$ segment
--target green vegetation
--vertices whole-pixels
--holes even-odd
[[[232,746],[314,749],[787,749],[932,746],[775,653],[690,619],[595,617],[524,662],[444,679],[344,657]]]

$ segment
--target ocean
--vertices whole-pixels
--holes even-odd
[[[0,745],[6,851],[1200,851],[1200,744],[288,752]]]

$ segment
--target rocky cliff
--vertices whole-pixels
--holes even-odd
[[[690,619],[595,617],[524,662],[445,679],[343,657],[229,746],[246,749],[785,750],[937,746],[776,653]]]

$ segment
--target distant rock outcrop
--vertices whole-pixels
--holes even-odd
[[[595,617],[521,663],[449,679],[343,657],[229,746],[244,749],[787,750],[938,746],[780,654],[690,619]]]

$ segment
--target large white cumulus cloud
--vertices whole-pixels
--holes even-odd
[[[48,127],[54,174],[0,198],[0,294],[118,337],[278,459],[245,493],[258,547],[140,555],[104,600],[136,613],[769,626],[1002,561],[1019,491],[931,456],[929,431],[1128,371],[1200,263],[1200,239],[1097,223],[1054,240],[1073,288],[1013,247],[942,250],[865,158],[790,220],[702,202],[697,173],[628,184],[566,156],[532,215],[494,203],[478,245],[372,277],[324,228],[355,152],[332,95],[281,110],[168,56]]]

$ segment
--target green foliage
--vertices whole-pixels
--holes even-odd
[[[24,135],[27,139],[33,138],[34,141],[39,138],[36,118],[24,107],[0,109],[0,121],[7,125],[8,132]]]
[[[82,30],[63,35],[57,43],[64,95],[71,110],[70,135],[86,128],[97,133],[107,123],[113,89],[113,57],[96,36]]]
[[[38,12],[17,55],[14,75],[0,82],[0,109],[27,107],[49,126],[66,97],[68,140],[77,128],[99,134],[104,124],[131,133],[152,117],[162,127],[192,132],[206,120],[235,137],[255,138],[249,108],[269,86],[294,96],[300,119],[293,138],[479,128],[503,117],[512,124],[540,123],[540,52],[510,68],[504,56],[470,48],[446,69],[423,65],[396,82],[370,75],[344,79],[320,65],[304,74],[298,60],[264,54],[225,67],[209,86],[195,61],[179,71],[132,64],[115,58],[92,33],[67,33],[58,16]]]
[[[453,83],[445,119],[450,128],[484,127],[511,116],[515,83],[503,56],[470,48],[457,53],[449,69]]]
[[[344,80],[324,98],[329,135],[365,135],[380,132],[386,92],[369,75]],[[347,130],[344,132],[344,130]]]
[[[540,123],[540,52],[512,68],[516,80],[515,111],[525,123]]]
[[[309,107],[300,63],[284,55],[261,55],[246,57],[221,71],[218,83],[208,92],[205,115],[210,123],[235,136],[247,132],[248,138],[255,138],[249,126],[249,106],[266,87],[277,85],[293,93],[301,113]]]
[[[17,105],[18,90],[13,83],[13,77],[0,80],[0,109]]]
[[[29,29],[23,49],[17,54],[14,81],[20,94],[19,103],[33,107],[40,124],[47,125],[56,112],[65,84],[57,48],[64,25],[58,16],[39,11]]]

**AUFGABENSTELLUNG**: Schreiben Sie sämtliche obigen Einträge Zeile für Zeile unverändert ab.

**VOLLSTÄNDIGE LÖSUNG**:
$ segment
--target green vegetation
--vertices whole-pixels
--holes even-odd
[[[232,746],[314,749],[787,749],[932,746],[775,653],[690,619],[595,617],[524,662],[444,679],[344,657]]]

$ segment
--target ocean
--vertices whole-pixels
--holes even-odd
[[[0,745],[6,851],[1200,851],[1200,744],[288,752]]]

$ segment
--target rocky cliff
--vertices whole-pixels
--holes even-odd
[[[690,619],[595,617],[524,662],[445,679],[343,657],[229,746],[246,749],[785,750],[937,746],[776,653]]]

$ segment
--target distant rock outcrop
--vertices whole-pixels
--holes even-odd
[[[595,617],[521,663],[449,679],[343,657],[229,746],[244,749],[787,750],[938,746],[780,654],[690,619]]]

$ segment
--target large white cumulus cloud
--vertices whole-pixels
--holes even-odd
[[[48,127],[54,174],[0,198],[0,294],[118,337],[278,459],[245,493],[258,547],[140,555],[104,600],[136,613],[769,626],[1002,561],[1019,491],[931,456],[929,431],[1128,371],[1200,263],[1200,239],[1097,223],[1054,240],[1073,288],[1013,247],[942,250],[865,158],[790,220],[702,202],[697,173],[628,184],[566,156],[532,215],[494,203],[478,245],[372,277],[324,228],[355,152],[332,95],[281,110],[168,56]]]

$ segment
--target green foliage
--vertices whole-pixels
--holes even-odd
[[[24,135],[27,139],[33,138],[34,141],[39,138],[36,118],[24,107],[0,109],[0,121],[7,125],[8,132]]]
[[[82,30],[63,35],[57,43],[64,95],[71,110],[70,135],[86,128],[97,133],[107,123],[113,89],[113,57],[96,36]]]
[[[38,12],[17,55],[14,75],[0,82],[0,109],[27,107],[49,126],[66,97],[68,140],[77,128],[99,134],[104,124],[131,133],[152,117],[162,127],[192,132],[206,120],[235,137],[255,138],[249,108],[269,86],[294,96],[300,119],[293,138],[479,128],[503,117],[512,124],[540,123],[540,52],[510,68],[504,56],[470,48],[446,69],[423,65],[396,82],[370,75],[344,79],[320,65],[304,74],[298,60],[264,54],[225,67],[209,86],[195,61],[179,71],[132,64],[115,58],[92,33],[67,33],[58,16]]]
[[[453,83],[445,119],[450,128],[484,127],[511,116],[515,83],[503,56],[470,48],[457,53],[449,69]]]
[[[344,80],[324,98],[329,135],[365,135],[380,132],[386,92],[369,75]],[[347,130],[344,132],[344,130]]]
[[[540,123],[540,52],[512,68],[516,80],[515,111],[525,123]]]
[[[309,107],[300,63],[284,55],[261,55],[246,57],[221,71],[218,83],[208,92],[205,115],[210,123],[235,136],[247,132],[248,138],[255,138],[249,126],[249,106],[266,87],[277,85],[293,93],[301,113]]]
[[[17,105],[18,90],[13,83],[13,77],[0,80],[0,109]]]
[[[29,29],[23,49],[17,54],[14,81],[20,94],[19,103],[33,107],[40,124],[47,125],[56,112],[65,84],[57,48],[64,25],[58,16],[39,11]]]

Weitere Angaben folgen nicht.